*** Opening of PROVIDED DATA ***

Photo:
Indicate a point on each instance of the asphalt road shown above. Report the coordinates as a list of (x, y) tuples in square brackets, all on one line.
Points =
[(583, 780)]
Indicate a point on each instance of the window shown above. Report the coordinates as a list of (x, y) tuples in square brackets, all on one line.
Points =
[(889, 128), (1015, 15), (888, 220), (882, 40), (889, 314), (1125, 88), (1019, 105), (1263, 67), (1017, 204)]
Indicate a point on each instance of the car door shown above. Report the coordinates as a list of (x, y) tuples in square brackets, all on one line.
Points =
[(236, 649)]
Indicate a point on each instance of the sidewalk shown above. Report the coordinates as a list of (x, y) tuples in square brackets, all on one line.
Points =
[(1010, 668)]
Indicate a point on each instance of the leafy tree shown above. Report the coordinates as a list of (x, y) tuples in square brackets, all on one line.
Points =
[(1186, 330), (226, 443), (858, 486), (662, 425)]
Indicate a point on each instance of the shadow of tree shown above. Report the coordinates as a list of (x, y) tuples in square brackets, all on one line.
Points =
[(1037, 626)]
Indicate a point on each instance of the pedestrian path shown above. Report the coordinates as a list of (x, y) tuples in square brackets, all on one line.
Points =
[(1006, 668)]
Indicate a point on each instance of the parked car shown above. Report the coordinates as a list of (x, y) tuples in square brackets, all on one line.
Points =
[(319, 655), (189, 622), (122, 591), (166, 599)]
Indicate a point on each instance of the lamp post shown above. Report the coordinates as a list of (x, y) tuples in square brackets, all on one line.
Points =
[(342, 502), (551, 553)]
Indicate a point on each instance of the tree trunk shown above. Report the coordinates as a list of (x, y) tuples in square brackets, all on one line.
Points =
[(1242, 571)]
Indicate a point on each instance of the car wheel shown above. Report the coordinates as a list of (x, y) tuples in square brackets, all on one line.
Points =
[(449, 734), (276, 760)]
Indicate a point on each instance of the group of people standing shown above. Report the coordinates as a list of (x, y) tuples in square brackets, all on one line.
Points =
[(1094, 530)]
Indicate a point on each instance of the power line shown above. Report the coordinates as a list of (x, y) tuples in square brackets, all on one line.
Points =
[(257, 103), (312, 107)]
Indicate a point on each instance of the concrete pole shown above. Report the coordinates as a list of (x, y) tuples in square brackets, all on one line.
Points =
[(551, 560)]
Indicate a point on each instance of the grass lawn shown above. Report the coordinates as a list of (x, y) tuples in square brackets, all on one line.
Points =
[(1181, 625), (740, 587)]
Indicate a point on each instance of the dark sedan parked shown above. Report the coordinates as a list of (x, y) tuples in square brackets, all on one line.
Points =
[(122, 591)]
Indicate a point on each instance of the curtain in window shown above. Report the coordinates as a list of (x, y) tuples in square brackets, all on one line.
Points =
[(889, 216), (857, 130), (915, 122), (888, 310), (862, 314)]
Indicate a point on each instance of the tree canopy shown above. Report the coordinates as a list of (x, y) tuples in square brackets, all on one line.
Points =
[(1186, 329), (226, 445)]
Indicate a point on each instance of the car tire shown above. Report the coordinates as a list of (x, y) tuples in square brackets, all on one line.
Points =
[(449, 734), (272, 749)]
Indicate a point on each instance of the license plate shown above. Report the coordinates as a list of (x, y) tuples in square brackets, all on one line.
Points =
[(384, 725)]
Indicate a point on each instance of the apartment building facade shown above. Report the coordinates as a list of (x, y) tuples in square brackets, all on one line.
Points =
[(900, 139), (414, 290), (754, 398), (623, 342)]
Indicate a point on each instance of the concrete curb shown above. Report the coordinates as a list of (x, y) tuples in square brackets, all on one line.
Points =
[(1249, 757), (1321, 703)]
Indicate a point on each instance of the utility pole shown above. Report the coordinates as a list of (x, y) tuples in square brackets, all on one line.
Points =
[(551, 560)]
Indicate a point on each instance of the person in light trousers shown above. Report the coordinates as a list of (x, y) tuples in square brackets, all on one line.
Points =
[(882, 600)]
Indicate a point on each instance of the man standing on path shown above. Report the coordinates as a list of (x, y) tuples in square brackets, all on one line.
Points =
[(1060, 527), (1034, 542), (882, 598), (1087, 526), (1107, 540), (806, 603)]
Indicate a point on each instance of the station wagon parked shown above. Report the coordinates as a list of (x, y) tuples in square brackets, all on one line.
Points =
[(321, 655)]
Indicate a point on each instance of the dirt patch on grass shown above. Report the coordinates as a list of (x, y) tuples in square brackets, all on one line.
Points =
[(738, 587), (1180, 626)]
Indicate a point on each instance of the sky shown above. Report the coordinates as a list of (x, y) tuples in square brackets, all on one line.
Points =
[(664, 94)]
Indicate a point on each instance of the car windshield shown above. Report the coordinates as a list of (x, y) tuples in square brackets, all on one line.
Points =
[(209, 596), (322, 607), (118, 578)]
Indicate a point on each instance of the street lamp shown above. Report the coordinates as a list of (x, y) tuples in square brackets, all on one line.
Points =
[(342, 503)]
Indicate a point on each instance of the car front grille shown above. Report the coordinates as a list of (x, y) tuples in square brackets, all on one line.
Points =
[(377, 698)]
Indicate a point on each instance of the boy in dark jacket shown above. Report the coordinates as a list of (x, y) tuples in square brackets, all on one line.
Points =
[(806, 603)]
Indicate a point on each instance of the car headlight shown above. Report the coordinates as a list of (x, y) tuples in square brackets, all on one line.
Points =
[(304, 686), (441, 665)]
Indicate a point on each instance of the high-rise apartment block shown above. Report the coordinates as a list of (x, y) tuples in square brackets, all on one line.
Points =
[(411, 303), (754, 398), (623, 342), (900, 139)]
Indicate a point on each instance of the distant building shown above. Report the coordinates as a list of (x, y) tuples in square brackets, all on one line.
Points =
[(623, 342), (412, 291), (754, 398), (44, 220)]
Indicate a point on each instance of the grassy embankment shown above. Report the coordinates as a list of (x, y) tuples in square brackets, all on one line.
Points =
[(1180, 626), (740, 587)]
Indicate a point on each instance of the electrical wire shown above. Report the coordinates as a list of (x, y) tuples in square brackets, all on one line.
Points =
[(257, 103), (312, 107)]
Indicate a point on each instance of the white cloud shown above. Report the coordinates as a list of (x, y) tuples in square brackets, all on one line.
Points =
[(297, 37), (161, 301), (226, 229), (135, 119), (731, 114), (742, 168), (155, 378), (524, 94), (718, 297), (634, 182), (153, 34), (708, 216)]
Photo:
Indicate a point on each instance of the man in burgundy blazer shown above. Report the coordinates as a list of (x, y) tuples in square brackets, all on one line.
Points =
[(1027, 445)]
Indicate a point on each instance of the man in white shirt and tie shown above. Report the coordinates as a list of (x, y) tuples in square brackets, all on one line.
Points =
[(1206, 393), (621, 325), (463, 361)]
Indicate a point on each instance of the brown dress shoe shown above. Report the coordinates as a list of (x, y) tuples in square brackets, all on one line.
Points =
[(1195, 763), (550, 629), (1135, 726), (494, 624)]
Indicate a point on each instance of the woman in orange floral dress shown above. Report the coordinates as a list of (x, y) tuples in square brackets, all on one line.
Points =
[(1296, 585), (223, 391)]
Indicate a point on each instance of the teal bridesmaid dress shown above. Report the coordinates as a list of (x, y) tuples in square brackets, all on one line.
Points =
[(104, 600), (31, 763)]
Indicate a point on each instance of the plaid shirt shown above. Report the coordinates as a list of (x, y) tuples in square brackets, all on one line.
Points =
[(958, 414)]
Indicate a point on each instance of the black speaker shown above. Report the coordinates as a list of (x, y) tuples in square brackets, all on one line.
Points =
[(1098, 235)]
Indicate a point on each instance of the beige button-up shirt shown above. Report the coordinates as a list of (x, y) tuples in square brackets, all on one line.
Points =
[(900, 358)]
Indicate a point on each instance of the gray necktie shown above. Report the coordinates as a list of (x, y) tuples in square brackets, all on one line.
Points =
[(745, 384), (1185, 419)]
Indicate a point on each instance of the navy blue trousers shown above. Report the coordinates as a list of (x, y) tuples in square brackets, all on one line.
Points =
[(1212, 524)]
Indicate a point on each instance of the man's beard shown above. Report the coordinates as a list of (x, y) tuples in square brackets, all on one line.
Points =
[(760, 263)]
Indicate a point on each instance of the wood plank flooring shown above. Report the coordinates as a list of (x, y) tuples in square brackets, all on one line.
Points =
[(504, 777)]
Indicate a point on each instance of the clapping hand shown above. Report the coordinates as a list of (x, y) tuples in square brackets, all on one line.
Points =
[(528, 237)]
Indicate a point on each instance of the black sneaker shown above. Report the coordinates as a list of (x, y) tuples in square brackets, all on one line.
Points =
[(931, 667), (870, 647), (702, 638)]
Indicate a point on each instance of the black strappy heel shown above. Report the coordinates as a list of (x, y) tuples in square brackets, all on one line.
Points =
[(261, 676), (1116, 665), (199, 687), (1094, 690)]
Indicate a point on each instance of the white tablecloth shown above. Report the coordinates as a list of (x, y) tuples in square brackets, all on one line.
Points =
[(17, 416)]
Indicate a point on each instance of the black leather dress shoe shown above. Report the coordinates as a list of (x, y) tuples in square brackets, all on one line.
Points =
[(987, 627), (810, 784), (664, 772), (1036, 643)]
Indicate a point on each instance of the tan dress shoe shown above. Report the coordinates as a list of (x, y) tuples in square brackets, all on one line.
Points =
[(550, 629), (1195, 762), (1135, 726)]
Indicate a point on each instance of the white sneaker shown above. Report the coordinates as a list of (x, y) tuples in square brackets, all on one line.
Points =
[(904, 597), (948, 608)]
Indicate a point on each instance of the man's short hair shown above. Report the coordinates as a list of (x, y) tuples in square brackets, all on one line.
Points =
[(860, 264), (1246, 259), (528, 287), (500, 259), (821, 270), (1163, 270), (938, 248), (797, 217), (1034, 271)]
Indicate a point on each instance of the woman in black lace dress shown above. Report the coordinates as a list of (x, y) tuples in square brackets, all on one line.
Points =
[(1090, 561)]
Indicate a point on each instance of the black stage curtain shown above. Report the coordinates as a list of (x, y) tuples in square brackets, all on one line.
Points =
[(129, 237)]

*** Close of PROVIDED DATA ***

## [WORK TO BE COMPLETED]
Lines containing the word "apartment": copy every one of them from the records above.

## [RESPONSE TO THE EXERCISE]
Indicate a point on each instance of the apartment building facade shown above. Report the coordinates as a list of (x, y) tuples in square brackets, all on one line.
Indicate a point on each instance of the high-rise apartment block shown above. Report the coordinates as a list of (x, y) tuples in square brackets, all on one line.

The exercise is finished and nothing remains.